> **Dataset items**:
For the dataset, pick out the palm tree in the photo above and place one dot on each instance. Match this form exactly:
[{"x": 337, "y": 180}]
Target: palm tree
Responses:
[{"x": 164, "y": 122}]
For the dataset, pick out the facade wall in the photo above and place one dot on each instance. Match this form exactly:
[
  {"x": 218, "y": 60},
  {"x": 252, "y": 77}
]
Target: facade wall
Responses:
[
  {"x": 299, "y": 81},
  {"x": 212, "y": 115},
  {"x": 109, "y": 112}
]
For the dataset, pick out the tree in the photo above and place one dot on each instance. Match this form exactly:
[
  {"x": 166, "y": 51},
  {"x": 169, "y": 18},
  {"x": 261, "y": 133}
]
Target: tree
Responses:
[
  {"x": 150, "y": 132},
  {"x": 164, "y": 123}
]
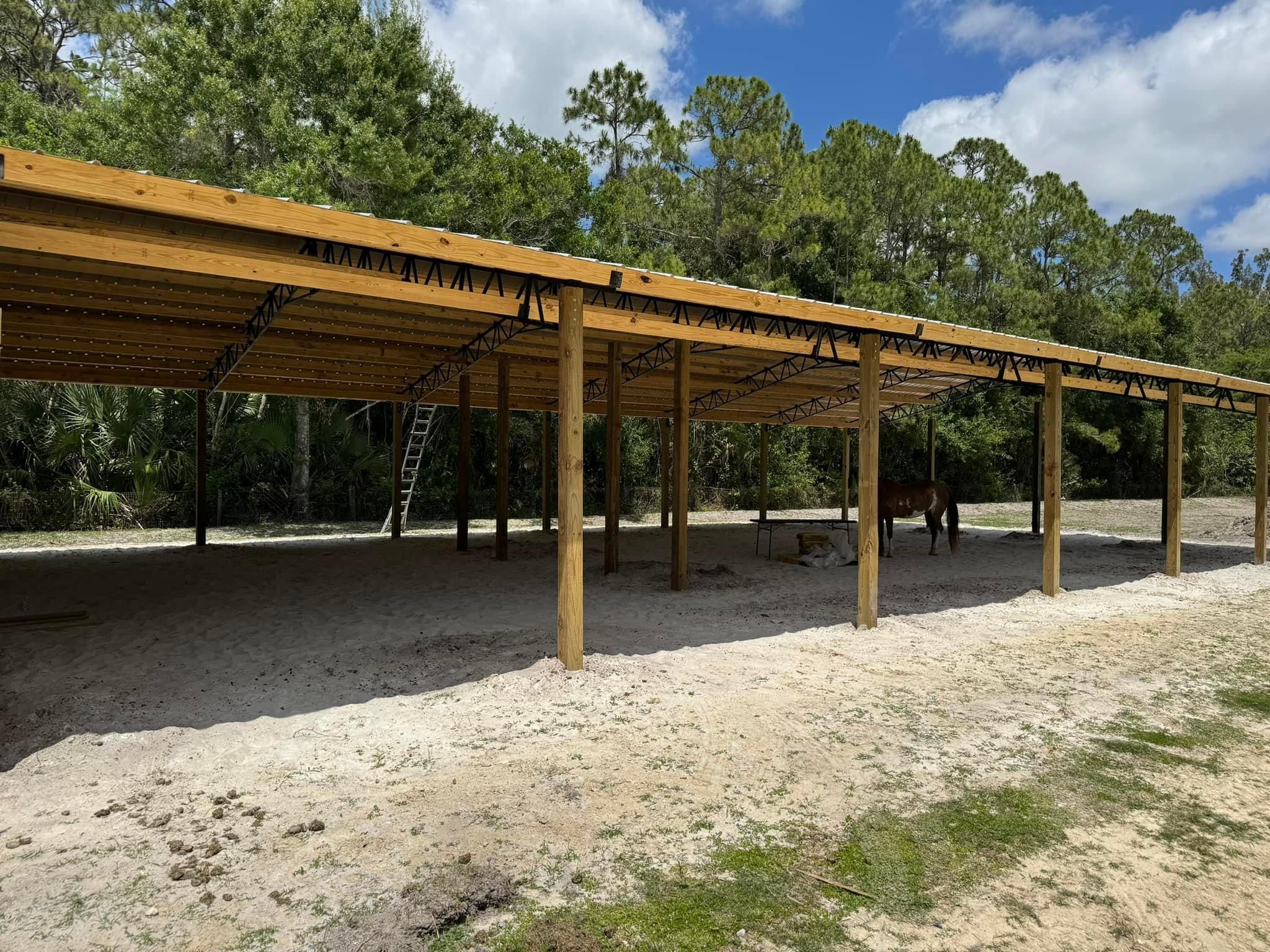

> **Work instruction**: None of the pictures should appear; repeat the records exactly otherwise.

> **Exercise response**:
For the dataset, pick out the palm tree in the photo above and place one dot on each instance. Match this form exactly:
[{"x": 337, "y": 180}]
Target: palm tree
Responses:
[{"x": 164, "y": 122}]
For the dataset, pick out the facade wall in the photo above and place one dot on each instance. Match this form exactly:
[
  {"x": 218, "y": 60},
  {"x": 252, "y": 77}
]
Target: facade wall
Responses:
[
  {"x": 299, "y": 81},
  {"x": 212, "y": 115},
  {"x": 109, "y": 112}
]
For the dataset, pick out the tree in the photo above and place one dot on each instance. Match this form exactly:
[
  {"x": 166, "y": 51},
  {"x": 169, "y": 18},
  {"x": 261, "y": 133}
]
Target: tree
Responses:
[
  {"x": 150, "y": 132},
  {"x": 164, "y": 123}
]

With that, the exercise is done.